### TWÓJ CEL
Przepisz bez żadnych zmian wszystko od samego początku rekordów aż do wiersza zawierającego "positive clicks: (826, 1015) (397, 472)", razem z tym wierszem.
^^^^^^^^
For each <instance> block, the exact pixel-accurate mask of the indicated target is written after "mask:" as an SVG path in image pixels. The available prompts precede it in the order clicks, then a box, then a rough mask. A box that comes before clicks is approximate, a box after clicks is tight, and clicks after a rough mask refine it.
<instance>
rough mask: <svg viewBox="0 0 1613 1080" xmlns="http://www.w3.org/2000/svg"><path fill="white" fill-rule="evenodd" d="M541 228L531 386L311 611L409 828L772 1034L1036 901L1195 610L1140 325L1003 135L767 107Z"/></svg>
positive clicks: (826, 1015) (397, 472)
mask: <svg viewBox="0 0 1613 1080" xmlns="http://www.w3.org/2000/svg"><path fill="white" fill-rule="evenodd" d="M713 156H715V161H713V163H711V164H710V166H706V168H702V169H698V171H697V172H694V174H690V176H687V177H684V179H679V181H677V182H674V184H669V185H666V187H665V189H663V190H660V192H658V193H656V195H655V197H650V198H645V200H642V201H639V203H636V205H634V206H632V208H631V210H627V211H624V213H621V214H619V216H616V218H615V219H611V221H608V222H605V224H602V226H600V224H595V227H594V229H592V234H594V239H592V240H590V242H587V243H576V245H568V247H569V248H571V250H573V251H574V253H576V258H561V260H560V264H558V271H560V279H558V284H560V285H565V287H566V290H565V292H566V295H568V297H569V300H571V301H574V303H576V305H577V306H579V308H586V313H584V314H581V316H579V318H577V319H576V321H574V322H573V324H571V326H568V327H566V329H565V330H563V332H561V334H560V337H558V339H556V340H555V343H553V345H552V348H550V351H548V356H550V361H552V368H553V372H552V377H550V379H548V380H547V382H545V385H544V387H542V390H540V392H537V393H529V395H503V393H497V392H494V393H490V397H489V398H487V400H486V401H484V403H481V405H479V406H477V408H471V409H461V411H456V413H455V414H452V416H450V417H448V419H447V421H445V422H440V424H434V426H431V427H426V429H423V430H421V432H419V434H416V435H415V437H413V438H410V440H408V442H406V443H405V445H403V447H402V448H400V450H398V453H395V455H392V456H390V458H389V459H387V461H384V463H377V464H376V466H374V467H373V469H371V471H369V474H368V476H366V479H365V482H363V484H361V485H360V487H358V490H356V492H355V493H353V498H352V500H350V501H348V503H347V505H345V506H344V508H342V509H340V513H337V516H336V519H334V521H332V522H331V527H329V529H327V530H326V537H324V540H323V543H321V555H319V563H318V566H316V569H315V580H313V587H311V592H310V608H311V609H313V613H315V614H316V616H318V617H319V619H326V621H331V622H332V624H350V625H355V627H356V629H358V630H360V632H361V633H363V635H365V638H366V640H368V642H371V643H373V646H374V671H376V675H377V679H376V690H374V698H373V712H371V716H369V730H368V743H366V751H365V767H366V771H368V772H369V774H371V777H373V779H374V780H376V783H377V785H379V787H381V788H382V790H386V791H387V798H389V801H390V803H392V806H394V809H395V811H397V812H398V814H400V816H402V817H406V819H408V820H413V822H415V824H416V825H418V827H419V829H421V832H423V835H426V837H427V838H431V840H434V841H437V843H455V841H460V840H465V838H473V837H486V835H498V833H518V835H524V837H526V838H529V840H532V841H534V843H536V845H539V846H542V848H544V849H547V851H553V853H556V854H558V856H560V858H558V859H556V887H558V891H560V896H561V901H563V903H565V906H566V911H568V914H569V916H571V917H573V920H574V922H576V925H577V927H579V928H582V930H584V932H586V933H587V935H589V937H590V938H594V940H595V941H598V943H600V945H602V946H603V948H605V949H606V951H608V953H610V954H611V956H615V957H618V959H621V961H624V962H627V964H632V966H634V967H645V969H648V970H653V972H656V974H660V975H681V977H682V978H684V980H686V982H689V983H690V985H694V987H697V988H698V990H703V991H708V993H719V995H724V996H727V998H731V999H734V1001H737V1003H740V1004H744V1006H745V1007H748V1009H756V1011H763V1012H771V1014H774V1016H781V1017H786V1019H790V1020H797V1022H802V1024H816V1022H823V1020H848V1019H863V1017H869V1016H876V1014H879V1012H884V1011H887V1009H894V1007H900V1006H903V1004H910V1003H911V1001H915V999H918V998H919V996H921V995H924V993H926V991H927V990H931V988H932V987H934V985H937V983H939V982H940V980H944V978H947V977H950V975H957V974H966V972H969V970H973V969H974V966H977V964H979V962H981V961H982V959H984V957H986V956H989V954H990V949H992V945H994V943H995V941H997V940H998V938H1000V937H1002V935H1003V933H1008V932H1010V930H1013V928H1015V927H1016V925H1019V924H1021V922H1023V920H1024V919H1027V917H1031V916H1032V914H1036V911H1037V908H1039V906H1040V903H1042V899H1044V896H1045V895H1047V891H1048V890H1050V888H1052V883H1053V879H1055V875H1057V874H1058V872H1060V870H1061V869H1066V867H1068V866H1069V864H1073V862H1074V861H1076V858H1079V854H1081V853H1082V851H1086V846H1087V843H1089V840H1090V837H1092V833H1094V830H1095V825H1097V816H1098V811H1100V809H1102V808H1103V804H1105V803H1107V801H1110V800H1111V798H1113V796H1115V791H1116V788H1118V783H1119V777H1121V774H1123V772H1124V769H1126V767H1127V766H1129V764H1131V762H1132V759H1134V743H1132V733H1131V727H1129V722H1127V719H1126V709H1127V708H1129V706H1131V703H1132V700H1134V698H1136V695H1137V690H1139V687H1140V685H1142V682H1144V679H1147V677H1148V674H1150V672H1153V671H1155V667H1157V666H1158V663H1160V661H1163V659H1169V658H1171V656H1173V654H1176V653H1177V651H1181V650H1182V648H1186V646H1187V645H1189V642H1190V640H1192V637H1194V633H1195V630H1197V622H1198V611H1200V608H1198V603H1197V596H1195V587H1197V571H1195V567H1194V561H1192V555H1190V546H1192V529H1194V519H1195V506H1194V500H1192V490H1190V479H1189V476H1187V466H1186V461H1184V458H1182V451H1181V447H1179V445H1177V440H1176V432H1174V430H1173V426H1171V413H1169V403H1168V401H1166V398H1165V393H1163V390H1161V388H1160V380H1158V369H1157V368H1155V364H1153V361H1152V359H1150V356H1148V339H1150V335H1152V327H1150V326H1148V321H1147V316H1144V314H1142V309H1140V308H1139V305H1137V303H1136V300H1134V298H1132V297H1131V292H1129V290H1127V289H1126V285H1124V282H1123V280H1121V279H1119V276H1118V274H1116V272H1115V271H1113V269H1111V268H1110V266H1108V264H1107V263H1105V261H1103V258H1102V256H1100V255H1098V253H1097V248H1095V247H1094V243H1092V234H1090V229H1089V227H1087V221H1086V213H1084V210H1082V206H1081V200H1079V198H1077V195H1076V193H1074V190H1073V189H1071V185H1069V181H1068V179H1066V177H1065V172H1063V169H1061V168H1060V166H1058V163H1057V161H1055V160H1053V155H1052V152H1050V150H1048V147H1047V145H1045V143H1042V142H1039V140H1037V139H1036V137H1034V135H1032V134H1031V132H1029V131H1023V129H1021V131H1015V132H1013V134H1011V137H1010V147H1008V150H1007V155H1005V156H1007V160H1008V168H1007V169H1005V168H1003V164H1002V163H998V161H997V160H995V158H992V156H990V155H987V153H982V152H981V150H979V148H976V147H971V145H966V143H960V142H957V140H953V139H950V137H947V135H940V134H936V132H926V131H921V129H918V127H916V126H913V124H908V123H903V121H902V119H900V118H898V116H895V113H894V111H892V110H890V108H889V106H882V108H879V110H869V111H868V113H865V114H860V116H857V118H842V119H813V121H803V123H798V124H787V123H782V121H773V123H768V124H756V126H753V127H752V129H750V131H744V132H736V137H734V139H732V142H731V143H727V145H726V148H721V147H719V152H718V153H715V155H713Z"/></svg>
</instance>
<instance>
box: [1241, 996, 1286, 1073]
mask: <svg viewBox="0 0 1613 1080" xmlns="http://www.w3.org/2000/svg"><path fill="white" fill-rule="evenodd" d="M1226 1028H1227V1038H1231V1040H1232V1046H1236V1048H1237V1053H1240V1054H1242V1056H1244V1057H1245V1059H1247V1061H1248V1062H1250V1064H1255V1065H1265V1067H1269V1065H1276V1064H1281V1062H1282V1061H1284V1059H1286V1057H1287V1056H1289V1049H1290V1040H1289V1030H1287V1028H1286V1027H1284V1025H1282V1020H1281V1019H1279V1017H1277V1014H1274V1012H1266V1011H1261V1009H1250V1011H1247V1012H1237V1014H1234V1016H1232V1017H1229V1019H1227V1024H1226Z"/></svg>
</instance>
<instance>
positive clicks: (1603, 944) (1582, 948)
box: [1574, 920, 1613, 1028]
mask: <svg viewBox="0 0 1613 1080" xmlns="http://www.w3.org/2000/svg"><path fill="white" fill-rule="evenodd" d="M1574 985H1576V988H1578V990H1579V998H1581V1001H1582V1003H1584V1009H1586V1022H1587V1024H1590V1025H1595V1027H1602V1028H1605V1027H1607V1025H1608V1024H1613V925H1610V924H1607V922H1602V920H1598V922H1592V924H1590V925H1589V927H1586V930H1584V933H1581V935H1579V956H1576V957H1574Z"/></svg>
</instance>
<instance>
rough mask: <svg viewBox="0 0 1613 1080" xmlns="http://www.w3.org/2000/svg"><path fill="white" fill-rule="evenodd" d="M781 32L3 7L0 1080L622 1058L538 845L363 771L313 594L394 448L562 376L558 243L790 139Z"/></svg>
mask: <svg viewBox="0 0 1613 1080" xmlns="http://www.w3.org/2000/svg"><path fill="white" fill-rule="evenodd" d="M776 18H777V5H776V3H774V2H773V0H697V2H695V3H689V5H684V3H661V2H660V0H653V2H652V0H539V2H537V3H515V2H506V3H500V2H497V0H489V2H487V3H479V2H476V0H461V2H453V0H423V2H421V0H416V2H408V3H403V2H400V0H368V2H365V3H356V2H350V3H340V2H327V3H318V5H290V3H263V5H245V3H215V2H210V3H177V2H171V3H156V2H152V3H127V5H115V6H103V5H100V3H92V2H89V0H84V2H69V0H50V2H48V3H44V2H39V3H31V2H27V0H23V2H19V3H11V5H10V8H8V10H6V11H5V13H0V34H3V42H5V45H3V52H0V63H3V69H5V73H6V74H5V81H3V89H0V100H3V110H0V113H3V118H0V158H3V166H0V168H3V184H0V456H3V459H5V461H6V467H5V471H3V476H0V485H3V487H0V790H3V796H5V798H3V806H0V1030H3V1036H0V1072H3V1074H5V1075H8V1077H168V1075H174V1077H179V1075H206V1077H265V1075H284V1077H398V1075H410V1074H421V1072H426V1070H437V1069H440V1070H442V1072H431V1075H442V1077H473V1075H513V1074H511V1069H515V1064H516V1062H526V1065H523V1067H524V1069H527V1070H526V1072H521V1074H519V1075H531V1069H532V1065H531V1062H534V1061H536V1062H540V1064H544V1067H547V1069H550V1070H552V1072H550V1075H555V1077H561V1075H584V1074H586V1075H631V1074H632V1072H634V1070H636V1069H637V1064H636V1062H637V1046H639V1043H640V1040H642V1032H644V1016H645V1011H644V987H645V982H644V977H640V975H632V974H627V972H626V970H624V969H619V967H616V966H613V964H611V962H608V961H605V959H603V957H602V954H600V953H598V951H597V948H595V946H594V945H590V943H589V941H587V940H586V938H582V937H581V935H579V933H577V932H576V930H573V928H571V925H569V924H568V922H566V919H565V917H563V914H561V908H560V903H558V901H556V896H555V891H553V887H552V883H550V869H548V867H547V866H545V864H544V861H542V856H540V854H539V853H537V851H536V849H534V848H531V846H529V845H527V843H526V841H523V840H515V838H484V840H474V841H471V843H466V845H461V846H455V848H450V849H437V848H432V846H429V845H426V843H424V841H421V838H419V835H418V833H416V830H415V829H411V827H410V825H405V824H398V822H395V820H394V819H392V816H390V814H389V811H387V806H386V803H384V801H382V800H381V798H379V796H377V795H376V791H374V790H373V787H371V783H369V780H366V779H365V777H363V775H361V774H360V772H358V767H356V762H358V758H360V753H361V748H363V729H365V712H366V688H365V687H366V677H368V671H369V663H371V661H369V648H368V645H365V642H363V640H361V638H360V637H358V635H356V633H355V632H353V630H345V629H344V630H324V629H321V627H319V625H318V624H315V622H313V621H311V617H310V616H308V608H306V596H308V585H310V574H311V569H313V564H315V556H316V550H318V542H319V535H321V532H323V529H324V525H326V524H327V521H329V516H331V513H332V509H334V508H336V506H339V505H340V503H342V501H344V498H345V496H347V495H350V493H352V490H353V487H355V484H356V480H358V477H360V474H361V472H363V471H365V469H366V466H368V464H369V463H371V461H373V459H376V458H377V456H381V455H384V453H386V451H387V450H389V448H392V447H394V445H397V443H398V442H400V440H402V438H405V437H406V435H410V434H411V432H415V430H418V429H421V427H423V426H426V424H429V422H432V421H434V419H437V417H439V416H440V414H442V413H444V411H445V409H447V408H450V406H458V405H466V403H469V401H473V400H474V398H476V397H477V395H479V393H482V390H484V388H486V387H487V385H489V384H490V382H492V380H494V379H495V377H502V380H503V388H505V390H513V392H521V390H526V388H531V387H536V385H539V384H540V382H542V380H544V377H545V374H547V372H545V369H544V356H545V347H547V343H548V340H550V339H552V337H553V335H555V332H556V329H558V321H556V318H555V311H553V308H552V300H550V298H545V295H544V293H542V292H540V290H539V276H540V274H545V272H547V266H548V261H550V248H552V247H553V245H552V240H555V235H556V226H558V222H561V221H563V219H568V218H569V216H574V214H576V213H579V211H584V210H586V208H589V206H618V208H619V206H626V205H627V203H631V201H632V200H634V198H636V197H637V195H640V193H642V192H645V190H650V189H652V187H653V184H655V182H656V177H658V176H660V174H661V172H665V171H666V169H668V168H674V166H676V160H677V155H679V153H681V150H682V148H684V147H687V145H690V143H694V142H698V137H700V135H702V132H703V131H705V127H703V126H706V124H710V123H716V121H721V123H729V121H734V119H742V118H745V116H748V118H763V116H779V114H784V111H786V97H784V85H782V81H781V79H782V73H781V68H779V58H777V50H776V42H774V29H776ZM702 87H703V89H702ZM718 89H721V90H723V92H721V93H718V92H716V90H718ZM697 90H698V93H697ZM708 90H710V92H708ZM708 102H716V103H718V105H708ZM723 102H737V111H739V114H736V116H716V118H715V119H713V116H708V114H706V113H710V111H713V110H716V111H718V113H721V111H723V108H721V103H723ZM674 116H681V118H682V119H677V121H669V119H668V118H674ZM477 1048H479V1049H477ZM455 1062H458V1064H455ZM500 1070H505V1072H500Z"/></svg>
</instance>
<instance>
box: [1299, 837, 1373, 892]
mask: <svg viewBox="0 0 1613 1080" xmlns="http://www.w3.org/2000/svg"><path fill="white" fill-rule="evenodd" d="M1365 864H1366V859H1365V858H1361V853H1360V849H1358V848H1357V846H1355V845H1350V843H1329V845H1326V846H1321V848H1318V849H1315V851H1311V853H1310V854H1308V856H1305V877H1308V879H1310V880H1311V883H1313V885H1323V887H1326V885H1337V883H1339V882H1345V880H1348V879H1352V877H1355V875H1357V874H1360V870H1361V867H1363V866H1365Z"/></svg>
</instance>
^^^^^^^^
### ROZWIĄZANIE ZADANIA
For each <instance> block, the exact pixel-accurate mask of the indicated target is written after "mask:" as an SVG path in image pixels. The available prompts precede it in the order clicks, then a box, then a rough mask. A box that comes before clicks is approximate, a box after clicks is tight, and clicks after a rough mask refine it.
<instance>
rough mask: <svg viewBox="0 0 1613 1080" xmlns="http://www.w3.org/2000/svg"><path fill="white" fill-rule="evenodd" d="M541 228L531 386L311 611L409 828L772 1034L1036 901L1195 610L1140 325L1003 135L767 107Z"/></svg>
positive clicks: (826, 1015) (397, 472)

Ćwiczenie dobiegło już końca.